▶ [Your instructions]
Which lines of the listing below contain the string "pole"? Gather every one of them and copy each line in full.

▶ [Records for the exercise]

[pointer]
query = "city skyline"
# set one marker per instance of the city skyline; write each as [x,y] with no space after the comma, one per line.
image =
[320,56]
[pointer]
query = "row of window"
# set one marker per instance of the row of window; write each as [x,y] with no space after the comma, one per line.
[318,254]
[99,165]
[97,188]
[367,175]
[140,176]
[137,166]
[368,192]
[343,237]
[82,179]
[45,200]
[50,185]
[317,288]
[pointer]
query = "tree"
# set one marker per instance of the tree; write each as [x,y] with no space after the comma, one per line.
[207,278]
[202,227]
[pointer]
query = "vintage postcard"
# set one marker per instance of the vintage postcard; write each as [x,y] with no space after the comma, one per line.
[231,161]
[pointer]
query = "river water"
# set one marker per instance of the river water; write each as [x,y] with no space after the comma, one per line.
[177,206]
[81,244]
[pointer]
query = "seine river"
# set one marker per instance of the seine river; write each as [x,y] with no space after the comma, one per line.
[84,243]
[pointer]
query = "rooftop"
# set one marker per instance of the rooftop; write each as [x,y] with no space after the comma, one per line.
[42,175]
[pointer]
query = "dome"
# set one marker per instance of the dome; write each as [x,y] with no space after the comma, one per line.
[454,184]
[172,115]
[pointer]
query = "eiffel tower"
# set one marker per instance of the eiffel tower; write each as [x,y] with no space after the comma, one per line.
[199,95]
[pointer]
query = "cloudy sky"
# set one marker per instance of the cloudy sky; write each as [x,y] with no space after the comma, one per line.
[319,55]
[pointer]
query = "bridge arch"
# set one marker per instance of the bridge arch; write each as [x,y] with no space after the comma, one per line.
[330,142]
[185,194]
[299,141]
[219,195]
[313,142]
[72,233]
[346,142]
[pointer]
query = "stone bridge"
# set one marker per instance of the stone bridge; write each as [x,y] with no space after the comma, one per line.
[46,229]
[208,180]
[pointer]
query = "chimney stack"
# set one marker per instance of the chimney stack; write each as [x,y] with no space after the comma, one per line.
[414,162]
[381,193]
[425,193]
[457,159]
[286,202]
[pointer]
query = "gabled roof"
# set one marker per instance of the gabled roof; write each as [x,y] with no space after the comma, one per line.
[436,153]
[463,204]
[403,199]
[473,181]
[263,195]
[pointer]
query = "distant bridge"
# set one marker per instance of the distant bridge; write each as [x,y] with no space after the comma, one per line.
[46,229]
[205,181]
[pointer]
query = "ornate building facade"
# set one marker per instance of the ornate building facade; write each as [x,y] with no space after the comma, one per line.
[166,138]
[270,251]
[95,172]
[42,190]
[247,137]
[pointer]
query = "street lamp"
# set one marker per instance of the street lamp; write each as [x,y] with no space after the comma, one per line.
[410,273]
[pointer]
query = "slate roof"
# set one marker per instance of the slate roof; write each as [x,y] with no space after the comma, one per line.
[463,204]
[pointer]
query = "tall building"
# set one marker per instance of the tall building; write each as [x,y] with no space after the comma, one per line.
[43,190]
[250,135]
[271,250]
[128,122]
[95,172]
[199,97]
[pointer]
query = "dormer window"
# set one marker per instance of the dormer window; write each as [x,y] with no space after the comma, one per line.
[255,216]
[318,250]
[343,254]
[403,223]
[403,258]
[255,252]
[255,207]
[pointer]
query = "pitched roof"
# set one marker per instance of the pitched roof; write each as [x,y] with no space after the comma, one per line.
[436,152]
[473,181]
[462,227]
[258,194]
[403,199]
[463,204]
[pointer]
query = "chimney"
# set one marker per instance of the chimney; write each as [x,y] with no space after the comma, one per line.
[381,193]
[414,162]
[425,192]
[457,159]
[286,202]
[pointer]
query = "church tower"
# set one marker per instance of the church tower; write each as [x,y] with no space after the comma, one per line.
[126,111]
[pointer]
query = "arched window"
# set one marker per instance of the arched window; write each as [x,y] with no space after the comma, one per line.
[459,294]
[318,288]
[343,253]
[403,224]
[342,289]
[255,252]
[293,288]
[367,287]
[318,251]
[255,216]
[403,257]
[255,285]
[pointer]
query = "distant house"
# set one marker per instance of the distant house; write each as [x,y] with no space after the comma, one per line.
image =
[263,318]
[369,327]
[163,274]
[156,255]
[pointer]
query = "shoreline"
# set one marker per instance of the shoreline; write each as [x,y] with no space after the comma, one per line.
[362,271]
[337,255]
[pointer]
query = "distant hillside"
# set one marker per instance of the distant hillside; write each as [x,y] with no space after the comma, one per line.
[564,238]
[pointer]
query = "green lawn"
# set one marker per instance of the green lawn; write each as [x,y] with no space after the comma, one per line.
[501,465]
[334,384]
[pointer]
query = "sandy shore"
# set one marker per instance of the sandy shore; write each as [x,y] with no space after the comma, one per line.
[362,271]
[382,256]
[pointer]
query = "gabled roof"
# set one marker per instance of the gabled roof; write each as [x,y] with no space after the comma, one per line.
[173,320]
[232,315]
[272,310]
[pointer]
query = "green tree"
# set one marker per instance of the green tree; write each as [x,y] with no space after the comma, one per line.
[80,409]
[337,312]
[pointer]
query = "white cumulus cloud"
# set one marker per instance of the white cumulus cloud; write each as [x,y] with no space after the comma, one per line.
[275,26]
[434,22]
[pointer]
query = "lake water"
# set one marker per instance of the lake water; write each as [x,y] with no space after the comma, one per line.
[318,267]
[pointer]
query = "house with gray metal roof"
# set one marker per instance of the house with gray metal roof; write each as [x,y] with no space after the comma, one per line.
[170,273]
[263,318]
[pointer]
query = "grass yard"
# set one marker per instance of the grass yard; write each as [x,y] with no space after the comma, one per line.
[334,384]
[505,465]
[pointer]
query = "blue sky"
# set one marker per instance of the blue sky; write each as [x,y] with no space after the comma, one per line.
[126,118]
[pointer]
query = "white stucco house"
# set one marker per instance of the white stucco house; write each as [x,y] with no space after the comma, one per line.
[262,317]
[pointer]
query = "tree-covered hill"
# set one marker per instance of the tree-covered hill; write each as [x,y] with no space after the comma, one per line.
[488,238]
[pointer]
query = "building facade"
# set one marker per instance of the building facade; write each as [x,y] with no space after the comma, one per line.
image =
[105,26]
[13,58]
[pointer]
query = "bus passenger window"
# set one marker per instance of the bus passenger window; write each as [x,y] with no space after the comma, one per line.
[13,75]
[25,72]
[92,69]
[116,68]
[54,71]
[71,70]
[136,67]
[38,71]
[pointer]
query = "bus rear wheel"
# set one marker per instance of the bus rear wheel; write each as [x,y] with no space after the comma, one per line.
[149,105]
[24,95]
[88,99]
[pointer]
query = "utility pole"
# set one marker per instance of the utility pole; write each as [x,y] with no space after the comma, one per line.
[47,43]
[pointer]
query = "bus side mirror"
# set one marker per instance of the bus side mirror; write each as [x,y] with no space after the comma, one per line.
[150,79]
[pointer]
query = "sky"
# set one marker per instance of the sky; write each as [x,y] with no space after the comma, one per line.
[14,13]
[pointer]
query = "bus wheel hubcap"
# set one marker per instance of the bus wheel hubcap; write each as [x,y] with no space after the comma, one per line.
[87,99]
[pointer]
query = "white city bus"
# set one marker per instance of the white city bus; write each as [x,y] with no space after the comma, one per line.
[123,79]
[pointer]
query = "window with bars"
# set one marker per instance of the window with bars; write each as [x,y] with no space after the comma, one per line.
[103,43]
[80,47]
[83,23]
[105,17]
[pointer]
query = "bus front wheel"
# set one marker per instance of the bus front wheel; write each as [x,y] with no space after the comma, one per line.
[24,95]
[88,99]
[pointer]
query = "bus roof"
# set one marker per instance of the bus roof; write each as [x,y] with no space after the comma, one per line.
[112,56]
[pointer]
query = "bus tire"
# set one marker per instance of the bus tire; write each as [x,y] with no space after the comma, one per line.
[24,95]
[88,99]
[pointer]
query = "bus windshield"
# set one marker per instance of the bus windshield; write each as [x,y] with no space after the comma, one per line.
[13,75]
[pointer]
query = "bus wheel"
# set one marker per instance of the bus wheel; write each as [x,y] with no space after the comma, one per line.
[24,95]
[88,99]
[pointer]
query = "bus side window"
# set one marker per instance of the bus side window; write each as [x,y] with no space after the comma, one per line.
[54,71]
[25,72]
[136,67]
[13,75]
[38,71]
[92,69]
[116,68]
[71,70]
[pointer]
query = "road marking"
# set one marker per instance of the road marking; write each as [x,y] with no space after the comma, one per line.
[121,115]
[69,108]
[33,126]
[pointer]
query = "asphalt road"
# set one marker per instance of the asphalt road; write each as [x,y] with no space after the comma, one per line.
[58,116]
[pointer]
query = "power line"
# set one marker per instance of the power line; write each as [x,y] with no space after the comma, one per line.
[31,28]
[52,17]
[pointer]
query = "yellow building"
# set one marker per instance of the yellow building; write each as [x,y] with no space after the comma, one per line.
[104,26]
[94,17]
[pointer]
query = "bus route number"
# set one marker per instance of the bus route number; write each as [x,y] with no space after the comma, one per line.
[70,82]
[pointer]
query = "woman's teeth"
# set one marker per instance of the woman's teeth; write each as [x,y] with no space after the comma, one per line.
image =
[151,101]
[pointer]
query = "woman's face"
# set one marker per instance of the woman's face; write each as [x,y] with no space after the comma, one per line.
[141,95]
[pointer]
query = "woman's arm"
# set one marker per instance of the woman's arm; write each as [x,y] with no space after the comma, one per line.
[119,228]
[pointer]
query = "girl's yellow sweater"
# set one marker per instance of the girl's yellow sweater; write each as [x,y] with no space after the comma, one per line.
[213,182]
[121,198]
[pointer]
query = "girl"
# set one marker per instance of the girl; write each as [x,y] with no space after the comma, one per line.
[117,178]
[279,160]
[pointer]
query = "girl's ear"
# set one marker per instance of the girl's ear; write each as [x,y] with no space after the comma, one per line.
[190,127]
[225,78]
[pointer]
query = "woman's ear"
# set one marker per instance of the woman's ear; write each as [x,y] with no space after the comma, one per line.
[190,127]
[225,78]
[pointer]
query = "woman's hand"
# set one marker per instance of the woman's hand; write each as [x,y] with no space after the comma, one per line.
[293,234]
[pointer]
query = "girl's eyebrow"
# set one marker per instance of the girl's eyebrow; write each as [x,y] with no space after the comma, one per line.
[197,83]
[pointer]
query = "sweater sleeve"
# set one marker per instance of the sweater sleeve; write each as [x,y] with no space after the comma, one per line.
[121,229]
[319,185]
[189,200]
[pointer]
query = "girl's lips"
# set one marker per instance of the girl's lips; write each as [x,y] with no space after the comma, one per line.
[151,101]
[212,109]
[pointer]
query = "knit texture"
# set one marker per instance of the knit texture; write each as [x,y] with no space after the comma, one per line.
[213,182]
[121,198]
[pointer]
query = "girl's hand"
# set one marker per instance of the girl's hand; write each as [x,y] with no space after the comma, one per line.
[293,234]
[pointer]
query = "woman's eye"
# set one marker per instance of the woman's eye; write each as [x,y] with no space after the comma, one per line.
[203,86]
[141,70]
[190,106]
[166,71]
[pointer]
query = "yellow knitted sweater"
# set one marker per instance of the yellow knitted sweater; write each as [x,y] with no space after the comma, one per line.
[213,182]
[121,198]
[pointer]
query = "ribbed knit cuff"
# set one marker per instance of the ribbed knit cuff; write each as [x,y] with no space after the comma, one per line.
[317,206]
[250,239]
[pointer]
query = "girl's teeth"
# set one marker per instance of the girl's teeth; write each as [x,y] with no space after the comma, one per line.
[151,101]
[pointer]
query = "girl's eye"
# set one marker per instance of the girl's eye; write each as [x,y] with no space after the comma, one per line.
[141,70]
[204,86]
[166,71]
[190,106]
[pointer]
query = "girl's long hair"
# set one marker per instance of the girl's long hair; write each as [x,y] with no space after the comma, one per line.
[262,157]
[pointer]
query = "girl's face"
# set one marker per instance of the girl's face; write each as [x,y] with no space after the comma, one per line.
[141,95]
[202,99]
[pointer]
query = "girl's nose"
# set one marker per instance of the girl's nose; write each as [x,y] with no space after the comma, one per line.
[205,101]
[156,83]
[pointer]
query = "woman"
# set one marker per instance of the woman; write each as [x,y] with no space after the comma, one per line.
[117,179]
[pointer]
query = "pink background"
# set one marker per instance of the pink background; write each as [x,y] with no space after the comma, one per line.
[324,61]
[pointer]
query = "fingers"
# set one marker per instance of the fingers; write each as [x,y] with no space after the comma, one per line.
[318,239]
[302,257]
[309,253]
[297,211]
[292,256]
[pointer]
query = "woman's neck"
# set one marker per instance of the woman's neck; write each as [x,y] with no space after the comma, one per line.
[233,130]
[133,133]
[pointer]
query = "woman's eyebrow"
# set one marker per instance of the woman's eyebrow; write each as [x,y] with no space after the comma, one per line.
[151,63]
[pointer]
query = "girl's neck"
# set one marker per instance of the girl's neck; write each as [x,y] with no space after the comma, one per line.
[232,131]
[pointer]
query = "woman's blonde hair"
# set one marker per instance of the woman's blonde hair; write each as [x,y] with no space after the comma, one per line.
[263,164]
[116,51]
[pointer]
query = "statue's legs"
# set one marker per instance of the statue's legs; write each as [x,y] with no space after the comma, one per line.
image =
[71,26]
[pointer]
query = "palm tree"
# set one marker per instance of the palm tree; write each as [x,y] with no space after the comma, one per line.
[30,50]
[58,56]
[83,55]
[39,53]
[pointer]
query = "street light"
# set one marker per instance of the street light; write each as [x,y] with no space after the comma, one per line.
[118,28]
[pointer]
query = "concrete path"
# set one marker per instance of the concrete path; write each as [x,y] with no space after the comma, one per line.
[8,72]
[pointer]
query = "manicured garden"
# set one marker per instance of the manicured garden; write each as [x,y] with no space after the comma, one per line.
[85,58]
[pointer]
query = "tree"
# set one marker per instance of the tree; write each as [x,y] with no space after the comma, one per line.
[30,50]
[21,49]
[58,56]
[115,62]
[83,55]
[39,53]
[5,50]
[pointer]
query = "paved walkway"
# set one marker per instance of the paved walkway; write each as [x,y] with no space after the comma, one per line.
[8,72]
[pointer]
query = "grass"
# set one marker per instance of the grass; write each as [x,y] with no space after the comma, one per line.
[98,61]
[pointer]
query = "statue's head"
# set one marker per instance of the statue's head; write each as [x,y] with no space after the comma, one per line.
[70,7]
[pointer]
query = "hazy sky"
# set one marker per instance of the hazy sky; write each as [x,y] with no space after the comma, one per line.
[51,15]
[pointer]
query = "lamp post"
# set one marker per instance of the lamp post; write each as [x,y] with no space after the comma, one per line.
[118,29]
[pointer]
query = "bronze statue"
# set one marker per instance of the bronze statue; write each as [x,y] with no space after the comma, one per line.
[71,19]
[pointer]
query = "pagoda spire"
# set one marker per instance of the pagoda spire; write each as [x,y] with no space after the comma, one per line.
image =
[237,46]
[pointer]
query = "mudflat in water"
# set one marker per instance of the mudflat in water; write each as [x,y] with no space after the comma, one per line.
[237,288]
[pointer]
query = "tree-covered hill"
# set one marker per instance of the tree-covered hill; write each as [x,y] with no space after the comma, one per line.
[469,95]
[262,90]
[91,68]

▶ [Result of the task]
query = "utility pole"
# set one marker per instance of the utility pole; write each as [x,y] with no space after the comma, one per line.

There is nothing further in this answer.